» **PAGE EXTRACT**:
The King of Queens (1998–2007): Season 5, Episode 7 - Flame Resistant - full transcript

When Doug and Carrie go out to lunch they run into Doug's ex-girlfriend from high school. Doug's mom is coming to town and Doug finds out that she has been keeping in touch with his ex after all these years. Carrie feels that she isn't as close to Doug's mom as Margie is.

God, I love the
smell of hot wings.

I know you do, baby.

Why can't they make an
air freshener like this?

You know, like for the car?

Our car has enough food smells
in it, don't you think?

For milady? Over here.

Whoa!

Thank you. There you go.

And I will just sit
down right here.

Actually, right here.

Doug!



Well, come on! Let me watch!

I'm here, the Jets are on,

it's fate!

You're here every day,

and the place is owned
by a retired Jet.

It's not that miraculous.
Now up!

Up!

All right.

Go, go.

Ow!

Next time, it's a steak knife.
Now, sit down.

Fine.

You know, you could try and
make conversation with me.

You're right. You're right.
I'm sorry.



Are you trying to see the
reflection of the TV

in my eyes?

That would be crazy.

Fumble!

Doug, come on!
Stay with me here.

Stay with me, honey. Come on.

Please.

I'm trying to enjoy our
last moments of freedom

before your mom comes into town.

Hey, that's no way to
talk about the woman

who brought all this
into the world.

All right, if she brought
all of that into the world,

she would be dead.

Hey, you guys get menus?

Menus? You're adorable.

Take out your pad.

Doug?

Oh, my God. Margy Colletti!

Ohh!

Carrie, this is my high
school girlfriend.

Margy... Margy, this
is my wife Carrie.

Hey, great to meet you.
Nice to meet you, too.

Awkward! Wife meeting
ex-girlfriend.

Couldn't be more uncomfortable.

Was he this much of an
idiot back in high school?

Oh, sure. He was just
like that, but acne.

Ah, yeah.

So, uh... what are you doing?

I mean, last I heard
you were married

to some doctor in Connecticut.

Yeah, I was till a
couple of months ago.

Now I'm divorced, back
here, waiting tables.

Kind of like
Cinderella in reverse.

Sweetheart, still
waiting on that pie.

Coming.

Hey, by the way, you
must be excited

that your mom's
coming into town.

Yeah, I am. How'd you
know she was coming in?

We keep in touch. Really?

Yeah, yeah. You know,
Christmas cards.

Funny e-mails.

Does she send you guys
the joke of the day?

Uh, no, not since we blocked
her from our computer.

So what can I get ya?

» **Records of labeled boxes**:

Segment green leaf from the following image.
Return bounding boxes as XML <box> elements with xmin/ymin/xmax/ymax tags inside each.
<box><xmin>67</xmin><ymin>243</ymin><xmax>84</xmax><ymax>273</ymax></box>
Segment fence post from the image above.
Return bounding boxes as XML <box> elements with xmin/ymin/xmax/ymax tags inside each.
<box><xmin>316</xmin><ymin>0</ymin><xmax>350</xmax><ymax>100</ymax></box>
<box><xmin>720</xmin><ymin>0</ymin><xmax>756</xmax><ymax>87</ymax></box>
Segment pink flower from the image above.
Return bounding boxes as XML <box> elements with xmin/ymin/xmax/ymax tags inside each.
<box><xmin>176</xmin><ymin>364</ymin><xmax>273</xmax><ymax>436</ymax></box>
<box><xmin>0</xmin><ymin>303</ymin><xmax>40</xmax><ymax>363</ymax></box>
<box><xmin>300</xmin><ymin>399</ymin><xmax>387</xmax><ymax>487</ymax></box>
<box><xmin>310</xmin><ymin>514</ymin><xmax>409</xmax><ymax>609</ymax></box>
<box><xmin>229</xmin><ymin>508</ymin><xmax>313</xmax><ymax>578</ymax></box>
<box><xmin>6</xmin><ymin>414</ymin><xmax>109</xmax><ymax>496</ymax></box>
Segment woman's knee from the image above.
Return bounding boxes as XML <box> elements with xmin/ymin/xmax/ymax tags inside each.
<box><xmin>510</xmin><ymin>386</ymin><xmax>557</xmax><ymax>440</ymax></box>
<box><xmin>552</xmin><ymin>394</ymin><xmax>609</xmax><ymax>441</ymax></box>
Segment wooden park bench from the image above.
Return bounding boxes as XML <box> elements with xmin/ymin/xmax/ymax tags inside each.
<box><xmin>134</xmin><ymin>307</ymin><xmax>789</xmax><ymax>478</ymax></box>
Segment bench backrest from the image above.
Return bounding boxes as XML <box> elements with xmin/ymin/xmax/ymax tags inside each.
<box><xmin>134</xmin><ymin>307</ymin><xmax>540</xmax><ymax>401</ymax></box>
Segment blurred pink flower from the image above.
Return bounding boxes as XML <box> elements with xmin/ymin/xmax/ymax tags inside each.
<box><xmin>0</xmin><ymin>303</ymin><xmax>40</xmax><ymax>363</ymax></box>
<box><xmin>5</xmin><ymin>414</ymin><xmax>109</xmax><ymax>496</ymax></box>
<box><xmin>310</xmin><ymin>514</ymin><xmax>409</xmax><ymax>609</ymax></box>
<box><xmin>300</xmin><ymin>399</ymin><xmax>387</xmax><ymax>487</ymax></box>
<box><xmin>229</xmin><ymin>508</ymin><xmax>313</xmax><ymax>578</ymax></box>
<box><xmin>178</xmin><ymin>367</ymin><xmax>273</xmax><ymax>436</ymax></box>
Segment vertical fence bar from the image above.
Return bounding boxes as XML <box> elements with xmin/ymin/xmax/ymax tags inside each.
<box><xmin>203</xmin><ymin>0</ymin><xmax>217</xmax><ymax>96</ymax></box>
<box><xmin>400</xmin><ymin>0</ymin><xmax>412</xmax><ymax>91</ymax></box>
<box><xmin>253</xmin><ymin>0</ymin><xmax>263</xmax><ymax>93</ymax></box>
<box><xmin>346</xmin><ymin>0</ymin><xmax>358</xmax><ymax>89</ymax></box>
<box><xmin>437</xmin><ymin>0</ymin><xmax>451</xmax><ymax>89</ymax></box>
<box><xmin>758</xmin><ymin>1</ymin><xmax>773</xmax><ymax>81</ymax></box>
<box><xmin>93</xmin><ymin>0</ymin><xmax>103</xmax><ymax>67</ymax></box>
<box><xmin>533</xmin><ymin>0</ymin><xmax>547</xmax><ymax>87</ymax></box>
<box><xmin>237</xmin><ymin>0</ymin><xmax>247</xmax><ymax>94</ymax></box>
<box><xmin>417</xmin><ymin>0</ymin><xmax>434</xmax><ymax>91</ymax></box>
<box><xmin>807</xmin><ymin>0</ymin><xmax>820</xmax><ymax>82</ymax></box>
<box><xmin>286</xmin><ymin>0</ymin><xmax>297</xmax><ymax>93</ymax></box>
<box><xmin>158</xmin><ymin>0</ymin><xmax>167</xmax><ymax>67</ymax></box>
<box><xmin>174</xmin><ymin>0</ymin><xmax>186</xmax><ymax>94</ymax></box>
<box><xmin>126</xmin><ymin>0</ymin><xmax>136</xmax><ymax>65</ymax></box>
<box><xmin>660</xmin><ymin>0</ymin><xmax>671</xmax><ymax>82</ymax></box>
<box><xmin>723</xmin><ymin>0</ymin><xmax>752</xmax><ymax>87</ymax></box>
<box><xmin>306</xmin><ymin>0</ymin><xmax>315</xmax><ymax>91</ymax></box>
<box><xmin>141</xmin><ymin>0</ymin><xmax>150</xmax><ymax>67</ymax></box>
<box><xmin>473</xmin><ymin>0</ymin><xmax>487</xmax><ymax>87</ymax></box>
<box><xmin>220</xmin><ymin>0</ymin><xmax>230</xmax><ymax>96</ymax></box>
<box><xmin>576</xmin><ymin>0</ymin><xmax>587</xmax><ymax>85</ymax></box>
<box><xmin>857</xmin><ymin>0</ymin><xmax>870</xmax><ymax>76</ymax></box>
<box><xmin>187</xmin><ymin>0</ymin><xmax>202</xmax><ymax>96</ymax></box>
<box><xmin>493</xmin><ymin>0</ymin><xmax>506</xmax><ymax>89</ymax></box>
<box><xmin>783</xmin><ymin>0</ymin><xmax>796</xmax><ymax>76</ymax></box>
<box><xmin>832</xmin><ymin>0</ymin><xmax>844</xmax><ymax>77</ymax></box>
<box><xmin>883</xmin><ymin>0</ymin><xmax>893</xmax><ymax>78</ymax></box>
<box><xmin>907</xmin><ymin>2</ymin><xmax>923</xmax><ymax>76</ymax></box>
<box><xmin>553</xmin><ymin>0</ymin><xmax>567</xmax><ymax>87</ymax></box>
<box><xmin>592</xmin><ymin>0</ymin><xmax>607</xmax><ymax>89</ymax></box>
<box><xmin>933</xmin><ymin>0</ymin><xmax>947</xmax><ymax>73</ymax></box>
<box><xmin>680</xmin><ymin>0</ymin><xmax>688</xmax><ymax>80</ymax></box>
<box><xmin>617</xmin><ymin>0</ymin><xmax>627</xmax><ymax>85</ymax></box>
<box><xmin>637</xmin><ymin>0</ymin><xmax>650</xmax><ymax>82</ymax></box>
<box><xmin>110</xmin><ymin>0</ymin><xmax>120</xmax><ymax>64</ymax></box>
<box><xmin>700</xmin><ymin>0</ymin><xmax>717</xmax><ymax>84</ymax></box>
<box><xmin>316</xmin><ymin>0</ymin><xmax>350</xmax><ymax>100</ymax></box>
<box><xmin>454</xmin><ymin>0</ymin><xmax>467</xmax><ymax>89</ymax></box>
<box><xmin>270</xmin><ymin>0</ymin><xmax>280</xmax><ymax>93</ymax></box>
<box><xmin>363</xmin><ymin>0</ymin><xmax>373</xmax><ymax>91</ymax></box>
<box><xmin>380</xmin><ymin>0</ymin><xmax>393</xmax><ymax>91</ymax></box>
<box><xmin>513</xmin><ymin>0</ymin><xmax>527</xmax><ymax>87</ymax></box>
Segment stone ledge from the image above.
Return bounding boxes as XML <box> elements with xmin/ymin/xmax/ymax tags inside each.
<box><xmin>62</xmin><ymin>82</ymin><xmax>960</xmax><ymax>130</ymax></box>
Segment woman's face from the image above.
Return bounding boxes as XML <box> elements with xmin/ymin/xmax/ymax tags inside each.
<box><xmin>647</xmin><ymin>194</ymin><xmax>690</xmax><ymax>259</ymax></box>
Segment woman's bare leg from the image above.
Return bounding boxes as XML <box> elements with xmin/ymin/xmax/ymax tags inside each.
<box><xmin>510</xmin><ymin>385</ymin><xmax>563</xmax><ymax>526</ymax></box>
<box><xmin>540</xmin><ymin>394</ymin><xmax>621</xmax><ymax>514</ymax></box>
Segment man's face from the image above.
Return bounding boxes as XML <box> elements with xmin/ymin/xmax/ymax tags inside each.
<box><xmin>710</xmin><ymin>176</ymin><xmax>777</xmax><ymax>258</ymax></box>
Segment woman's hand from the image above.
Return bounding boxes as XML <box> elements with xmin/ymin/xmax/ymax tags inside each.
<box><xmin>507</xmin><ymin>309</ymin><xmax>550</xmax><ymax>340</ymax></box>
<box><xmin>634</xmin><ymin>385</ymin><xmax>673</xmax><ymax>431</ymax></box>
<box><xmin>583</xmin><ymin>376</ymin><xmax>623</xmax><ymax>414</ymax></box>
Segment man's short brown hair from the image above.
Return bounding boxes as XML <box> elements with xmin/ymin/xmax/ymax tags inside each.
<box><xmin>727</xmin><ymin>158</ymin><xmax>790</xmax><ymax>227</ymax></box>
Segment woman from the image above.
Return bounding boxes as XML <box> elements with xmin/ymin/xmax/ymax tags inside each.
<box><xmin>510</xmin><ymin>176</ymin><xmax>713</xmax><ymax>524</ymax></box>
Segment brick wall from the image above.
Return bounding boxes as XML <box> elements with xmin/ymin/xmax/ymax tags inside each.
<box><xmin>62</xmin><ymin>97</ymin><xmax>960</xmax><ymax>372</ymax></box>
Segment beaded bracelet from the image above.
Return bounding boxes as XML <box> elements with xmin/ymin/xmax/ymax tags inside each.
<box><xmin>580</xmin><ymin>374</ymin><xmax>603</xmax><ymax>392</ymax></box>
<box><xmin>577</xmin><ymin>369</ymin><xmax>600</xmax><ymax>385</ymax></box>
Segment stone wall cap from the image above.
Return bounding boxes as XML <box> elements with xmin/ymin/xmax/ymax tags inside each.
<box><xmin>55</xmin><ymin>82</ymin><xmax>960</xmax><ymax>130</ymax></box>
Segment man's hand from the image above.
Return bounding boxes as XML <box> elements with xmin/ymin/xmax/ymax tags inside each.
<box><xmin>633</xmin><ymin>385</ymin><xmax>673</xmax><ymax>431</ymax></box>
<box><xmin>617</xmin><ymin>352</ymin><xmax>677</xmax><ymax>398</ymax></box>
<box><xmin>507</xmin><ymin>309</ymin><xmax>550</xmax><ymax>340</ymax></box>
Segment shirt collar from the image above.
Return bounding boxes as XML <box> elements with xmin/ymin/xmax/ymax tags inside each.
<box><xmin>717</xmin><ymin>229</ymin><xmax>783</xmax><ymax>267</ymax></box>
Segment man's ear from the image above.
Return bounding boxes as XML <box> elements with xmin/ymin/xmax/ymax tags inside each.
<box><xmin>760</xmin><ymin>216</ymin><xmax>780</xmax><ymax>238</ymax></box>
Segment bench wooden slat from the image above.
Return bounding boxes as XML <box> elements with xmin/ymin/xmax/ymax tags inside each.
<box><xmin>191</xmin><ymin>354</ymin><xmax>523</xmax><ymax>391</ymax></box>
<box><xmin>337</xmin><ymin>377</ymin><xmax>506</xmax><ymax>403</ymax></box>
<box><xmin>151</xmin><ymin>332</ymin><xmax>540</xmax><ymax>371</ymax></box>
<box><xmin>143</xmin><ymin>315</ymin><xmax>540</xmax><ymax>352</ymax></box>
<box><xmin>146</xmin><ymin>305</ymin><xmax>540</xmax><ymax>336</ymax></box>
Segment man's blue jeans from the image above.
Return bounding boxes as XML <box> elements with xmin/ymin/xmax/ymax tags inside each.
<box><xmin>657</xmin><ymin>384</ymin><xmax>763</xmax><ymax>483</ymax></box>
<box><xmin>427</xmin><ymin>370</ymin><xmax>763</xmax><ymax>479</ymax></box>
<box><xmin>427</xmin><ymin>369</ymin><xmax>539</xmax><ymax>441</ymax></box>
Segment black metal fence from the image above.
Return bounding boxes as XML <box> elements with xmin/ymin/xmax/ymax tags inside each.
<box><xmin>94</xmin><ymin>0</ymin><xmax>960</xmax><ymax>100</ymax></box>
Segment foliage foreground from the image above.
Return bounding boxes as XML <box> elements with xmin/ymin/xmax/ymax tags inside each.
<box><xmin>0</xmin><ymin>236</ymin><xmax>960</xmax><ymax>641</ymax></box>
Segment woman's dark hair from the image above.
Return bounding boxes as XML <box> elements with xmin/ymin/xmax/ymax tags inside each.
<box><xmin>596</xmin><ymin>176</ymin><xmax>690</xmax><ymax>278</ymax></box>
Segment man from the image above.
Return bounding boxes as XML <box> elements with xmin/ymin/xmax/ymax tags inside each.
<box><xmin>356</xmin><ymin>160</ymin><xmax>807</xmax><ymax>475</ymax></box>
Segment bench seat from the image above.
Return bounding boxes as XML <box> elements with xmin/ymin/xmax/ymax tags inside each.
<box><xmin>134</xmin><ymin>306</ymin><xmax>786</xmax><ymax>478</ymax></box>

» **PARTS OF THE EXERCISE**:
(1) Summarize the transcript in two sentences.
(2) In the transcript, who owns the place where Doug and Carrie have lunch?
(3) Reproduce the transcript between "Stay with me, honey." and "into the world.", inclusive.

» **TASK RESPONSES**:
(1) While Doug and Carrie are out to lunch, they run into Margy Colletti, Doug's high school girlfriend, who is now divorced and waiting tables. Doug's mom is coming to town, and Doug learns that she has kept in touch with Margy over the years through Christmas cards and e-mails.

(2) A retired Jet.

(3)
Stay with me, honey. Come on.

Please.

I'm trying to enjoy our
last moments of freedom

before your mom comes into town.

Hey, that's no way to
talk about the woman

who brought all this
into the world.